• _Problem to solve_
Once more, print the records exactly as given.

(Natural-language object grounding data)
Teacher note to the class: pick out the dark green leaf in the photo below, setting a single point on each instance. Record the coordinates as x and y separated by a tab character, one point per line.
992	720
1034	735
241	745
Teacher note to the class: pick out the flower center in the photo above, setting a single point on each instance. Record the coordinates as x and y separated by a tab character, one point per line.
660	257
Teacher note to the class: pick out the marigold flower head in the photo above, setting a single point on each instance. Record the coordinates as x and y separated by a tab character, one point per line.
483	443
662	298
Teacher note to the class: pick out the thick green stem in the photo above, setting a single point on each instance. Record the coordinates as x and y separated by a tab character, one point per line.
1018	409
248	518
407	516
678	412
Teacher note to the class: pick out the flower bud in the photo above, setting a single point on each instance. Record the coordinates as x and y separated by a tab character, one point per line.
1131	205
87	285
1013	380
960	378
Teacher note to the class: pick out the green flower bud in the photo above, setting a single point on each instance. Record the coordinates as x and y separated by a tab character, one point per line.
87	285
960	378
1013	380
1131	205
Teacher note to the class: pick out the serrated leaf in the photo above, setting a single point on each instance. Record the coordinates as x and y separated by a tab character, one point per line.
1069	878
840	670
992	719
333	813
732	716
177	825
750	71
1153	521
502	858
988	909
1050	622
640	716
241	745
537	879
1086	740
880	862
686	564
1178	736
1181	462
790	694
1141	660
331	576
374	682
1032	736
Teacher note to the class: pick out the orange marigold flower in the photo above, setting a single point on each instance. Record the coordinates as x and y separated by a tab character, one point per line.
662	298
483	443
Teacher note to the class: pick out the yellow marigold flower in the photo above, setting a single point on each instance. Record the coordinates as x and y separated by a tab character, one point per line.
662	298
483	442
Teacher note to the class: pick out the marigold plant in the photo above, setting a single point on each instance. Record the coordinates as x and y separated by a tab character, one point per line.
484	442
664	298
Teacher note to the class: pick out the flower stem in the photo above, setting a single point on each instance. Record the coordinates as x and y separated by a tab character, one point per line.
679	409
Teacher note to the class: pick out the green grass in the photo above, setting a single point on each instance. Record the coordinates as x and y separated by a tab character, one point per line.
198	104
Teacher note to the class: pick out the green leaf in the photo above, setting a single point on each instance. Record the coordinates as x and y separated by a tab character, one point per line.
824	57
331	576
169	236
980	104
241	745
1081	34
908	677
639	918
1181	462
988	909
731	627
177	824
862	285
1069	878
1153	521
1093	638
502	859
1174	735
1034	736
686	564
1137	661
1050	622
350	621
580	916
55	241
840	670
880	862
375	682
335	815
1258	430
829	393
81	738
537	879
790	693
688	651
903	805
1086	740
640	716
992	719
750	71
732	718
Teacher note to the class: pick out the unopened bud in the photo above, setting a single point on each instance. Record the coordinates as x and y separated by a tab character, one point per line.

• _Answer to this exercise_
Teacher note to the class: pick out the dark green leaf in the photo below, setting a single point on each instance. Record the coordinates as x and y separated by a tab character, one point per line.
992	720
1034	735
241	745
Teacher note to the class: pick out the flower center in the photo above, setting a single point on each instance. Record the coordinates as x and y separated by a tab character, one point per line.
660	257
Teacher note to the class: pick out the marigold flower head in the photo above, setting a single point on each instance. Record the coordinates as x and y separated by a tab character, one point per line.
483	443
662	298
Teacher note to the class: pick out the thick green stem in the photo above, setting a single point on each instance. Record the coordinates as x and y separated by a tab character, one point per line.
1018	409
248	518
407	516
678	412
Teacher note to the class: pick out the flower bud in the photo above, setting a single point on each instance. Record the coordinates as x and y separated by a tab character, one point per line.
1131	205
87	285
1013	380
960	378
Teacher note to the class: pick out the green flower bud in the photo above, setting a single point on each instance. Record the coordinates as x and y separated by a tab character, one point per line.
87	285
960	378
1013	380
1131	205
Teacher note to the class: pick out the serrated leaf in the photo above, setting a single point on each instance. Record the coordinates as x and y separated by a tab character, one point per line.
1069	878
840	670
992	719
333	813
732	716
177	825
750	71
1153	521
502	858
988	909
1050	622
640	716
241	745
537	879
1086	740
880	862
686	564
1178	736
1181	462
790	694
1141	660
331	576
374	682
1032	736
Teacher note to the class: pick out the orange marigold flower in the photo above, setting a single point on each instance. Record the coordinates as x and y separated by a tab character, one point per line.
662	298
483	443
Teacher note to the class: pick out the yellow marigold flower in the photo above, setting a single point on each instance. Record the coordinates as x and y separated by a tab character, one point per line.
662	298
483	442
Teacher note to the class: pick out the marigold plant in the photo above, setting a single point on each instance. Record the coordinates as x and y separated by a tab character, one point per line.
484	442
664	298
Teacher note to the class: pick out the flower stem in the photo above, setting a single point on each instance. Record the coordinates as x and y separated by a tab character, one point per line.
679	409
Teacher note to the class: pick out the green grass in the photo above, setting a single point on each instance. Record the coordinates as x and y separated by a tab character, one point per line.
198	104
Teacher note to the class: pick out the green leaf in the photo above, setting a single point on each instance. Record the coordinates as x and y separated by a tab character, one point per line.
824	57
331	576
169	236
980	104
241	745
1081	34
908	677
639	918
1181	462
988	909
731	627
177	824
862	285
1069	878
1153	521
1093	638
502	859
1174	735
1034	736
686	564
1137	661
1050	622
350	621
580	916
55	241
840	670
880	862
375	682
335	815
1258	430
829	393
81	738
537	879
790	693
688	651
903	805
1086	740
640	716
992	719
750	71
732	718
Teacher note to the class: pick out the unopened bud in the photo above, setting a single point on each instance. Record the coordinates as x and y separated by a tab character, one point per line.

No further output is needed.